**Consigne 1:**
Dans le texte de lecture, quel nom portait le petit stand que tenait l'oncle du caviste ?

- - - - -

J’avais l’impression de me retrouver dans le bar de Maria Barbara « A la source du bon vin ». C’était chez elle, qu’enfants, nous allions remplir les bouteilles de père et de grand-père. Je venais de faire un bond de plusieurs décennies dans mes jeunes années. La conversation me semblait facile, débarrassée de tous les effets artificiels des commerces actuels qui vous parlent d’arômes de framboise ou de banane, de robe et même de cuisse… Bref, je fuis ces marchands de rêves vendeurs, qu’importe les rondeurs annoncées pourvu qu’on ait l’allégresse, cela m’évitera d’ajouter « à consommer avec modération » en ne suggérant pas l’ivresse.
Et puis s’ensuivit le plaisir d’une rencontre improbable.

Au fil de la conversation, le caviste apprend que je viens de Lévie au sud de la Corse et se souvint que son oncle parcourait naguère les villages au gré des fêtes patronales. Il animait un petit stand appelé « Gugus ».
Le préféré de grand-mère. Elle rentrait chez elle avec des verres, des tasses, parfois des assiettes, vous imaginez qu’elle ne courait pas le million. Le créateur de Gugus, toujours bienveillant, ne la laissait jamais rentrer bredouille, cela faisait des années qu’ils se connaissaient en se rencontrant une fois l’an.
Je savais que j’avais écrit cette histoire dans mon blog, ce fut une agréable surprise pour notre marchand, d’apprendre que je connaissais l’histoire.
Le lendemain, je lui remettais le document. Dès qu’il vit le dessin que j’avais fait de mémoire, il s’exclama : « C’est tout à fait ça ! ». Il promit de garder précieusement ce document qui relatait la vie de son oncle spécialisé dans les foires et les fêtes votives lorsque nous étions enfants.
Quelques jours ont filé.

- - - - -

**Consigne 2:**
Affichez chaque ligne des enregistrements qui contient le mot « background ».

- - - - -

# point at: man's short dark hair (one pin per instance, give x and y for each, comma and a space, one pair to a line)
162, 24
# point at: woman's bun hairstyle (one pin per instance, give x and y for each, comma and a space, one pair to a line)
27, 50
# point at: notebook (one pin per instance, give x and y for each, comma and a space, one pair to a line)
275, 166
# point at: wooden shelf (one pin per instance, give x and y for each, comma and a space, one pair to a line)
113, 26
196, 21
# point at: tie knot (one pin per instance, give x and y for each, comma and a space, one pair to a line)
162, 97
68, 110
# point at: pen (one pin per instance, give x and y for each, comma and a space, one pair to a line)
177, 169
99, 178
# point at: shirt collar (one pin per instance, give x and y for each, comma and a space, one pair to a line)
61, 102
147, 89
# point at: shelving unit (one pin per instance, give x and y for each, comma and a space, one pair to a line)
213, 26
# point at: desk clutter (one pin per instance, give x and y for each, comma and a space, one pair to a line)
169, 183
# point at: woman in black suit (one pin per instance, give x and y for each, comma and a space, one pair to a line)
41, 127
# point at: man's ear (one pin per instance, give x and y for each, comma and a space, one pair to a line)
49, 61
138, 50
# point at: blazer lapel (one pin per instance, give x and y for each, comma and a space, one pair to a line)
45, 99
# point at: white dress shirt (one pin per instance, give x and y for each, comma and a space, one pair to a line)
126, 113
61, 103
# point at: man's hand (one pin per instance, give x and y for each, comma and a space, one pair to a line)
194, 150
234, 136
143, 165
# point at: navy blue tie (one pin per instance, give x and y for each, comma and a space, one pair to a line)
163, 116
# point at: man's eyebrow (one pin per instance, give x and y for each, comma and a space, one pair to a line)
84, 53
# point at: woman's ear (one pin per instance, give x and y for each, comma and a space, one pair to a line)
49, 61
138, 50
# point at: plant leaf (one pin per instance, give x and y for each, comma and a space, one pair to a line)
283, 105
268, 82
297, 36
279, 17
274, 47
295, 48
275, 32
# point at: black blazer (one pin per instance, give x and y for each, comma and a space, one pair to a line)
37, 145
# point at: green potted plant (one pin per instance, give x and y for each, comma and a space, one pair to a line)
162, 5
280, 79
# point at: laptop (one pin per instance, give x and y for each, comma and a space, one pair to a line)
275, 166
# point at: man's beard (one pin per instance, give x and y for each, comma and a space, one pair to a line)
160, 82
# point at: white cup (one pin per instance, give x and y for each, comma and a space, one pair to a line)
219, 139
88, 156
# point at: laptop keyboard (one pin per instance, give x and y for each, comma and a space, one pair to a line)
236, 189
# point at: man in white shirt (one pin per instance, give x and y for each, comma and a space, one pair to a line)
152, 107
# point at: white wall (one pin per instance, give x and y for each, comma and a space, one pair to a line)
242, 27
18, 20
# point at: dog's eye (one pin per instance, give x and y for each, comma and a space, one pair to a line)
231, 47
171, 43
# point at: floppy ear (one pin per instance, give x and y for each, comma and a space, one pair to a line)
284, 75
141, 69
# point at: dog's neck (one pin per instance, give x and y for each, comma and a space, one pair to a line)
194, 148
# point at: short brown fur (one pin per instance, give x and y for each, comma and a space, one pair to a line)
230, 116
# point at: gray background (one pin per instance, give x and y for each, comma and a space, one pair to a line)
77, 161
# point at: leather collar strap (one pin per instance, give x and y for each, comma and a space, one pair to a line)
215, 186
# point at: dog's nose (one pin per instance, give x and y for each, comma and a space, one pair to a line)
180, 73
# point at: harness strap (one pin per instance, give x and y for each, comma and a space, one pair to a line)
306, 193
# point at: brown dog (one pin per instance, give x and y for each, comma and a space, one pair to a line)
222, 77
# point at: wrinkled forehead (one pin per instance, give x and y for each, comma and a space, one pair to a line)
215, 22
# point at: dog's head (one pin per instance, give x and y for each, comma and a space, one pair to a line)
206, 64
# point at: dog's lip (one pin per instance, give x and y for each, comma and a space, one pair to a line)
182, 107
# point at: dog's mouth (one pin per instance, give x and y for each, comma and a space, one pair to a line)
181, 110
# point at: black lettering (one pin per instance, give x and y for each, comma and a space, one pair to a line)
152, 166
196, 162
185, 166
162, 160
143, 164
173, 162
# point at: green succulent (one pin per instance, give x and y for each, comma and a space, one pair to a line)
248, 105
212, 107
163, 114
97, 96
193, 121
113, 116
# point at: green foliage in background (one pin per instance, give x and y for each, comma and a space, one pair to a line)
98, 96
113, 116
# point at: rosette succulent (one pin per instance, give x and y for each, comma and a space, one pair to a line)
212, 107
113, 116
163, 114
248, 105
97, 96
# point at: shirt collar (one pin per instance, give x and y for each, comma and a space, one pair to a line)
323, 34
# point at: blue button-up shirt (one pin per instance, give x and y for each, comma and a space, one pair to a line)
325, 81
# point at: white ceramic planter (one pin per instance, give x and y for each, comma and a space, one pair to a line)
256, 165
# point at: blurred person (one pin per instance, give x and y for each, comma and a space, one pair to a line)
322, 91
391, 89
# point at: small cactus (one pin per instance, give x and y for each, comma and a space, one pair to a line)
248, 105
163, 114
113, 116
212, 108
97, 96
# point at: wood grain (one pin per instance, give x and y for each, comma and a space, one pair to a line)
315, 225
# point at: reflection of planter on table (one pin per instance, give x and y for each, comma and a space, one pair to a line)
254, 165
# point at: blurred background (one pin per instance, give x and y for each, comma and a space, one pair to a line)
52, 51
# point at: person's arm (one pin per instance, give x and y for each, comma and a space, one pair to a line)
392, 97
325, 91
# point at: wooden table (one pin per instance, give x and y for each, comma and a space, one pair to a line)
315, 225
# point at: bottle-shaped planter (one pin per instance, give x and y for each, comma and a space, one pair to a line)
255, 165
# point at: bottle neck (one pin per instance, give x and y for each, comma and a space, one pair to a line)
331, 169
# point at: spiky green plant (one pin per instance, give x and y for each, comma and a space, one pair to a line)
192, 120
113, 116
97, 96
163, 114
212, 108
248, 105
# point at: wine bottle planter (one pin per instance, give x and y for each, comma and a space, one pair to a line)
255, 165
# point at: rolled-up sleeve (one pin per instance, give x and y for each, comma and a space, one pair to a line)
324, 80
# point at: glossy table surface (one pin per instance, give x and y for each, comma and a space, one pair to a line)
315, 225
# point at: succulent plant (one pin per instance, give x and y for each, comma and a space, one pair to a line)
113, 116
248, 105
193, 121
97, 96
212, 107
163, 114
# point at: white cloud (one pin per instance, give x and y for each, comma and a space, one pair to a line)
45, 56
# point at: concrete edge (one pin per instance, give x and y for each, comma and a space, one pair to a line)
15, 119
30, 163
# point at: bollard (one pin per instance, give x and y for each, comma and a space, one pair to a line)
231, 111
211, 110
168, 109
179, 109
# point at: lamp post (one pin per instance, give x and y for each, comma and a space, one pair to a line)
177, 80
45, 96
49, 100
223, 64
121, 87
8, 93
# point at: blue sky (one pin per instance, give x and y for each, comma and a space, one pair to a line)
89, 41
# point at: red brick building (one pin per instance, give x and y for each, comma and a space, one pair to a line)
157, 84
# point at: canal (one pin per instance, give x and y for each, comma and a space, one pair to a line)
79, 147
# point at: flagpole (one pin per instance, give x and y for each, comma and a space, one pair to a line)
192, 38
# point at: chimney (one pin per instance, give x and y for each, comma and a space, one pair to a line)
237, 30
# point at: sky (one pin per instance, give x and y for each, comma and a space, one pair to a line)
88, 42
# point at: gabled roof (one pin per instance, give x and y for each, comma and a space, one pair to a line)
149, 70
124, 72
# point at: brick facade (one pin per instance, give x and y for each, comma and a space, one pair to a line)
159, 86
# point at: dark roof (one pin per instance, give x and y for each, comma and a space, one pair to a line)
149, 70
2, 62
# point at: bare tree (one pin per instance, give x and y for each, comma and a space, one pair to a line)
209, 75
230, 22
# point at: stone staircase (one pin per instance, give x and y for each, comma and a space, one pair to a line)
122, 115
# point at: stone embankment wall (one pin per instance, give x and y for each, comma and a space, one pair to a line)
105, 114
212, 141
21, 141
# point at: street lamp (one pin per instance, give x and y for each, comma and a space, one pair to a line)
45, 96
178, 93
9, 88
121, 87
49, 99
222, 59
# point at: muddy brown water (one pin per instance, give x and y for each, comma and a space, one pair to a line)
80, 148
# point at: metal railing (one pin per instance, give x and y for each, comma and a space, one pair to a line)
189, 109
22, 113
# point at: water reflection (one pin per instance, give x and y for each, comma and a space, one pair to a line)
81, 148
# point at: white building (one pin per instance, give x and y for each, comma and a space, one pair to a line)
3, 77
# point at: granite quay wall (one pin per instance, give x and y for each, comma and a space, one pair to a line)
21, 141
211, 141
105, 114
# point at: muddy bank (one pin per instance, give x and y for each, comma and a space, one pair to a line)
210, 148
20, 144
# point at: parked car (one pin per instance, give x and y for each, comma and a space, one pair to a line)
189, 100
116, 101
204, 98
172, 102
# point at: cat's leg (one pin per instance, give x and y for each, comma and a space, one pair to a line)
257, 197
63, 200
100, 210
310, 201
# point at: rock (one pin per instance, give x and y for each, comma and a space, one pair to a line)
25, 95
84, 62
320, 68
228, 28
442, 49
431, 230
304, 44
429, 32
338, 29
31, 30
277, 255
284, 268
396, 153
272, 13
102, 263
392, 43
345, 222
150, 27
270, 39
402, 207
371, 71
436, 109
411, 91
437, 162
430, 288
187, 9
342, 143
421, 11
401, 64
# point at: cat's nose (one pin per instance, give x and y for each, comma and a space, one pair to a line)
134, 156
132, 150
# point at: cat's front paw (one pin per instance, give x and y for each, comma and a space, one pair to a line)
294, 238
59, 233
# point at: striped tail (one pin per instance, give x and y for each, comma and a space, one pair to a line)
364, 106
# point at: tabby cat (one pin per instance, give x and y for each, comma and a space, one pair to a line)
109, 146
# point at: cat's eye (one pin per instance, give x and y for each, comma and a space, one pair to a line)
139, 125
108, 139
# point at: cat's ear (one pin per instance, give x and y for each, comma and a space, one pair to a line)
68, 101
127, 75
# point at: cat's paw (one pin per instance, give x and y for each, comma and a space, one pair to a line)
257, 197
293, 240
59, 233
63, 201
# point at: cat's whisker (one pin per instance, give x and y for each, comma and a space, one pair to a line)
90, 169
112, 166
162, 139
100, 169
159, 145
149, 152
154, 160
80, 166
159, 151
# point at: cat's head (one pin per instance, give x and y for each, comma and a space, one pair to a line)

- - - - -

**Solution 1:**
Il s'appelait « Gugus ».

**Solution 2:**
# point at: gray background (one pin per instance, give x and y for each, comma and a space, one pair to a line)
# point at: green foliage in background (one pin per instance, give x and y for each, comma and a space, one pair to a line)
# point at: blurred background (one pin per instance, give x and y for each, comma and a space, one pair to a line)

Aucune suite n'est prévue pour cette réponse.